Named region outline items:
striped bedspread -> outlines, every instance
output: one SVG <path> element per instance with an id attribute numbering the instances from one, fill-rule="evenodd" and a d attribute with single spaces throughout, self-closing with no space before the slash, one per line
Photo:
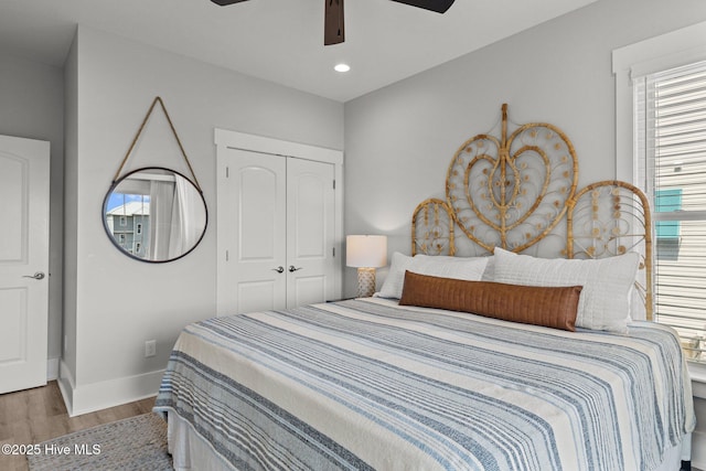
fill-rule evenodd
<path id="1" fill-rule="evenodd" d="M 570 333 L 372 298 L 188 327 L 156 410 L 239 470 L 651 470 L 694 428 L 687 379 L 659 324 Z"/>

▶ _Exercise_
Reproduce each item above line for line, leaving out the pictures.

▶ _Solution for this task_
striped bedspread -> outlines, every instance
output: one SVG <path> element per instance with an id attribute numbering the instances from one, fill-rule="evenodd" and a d attribute with single spaces throughout, self-closing with no space before the slash, one per line
Photo:
fill-rule evenodd
<path id="1" fill-rule="evenodd" d="M 570 333 L 372 298 L 188 327 L 156 410 L 239 470 L 651 470 L 694 428 L 687 379 L 659 324 Z"/>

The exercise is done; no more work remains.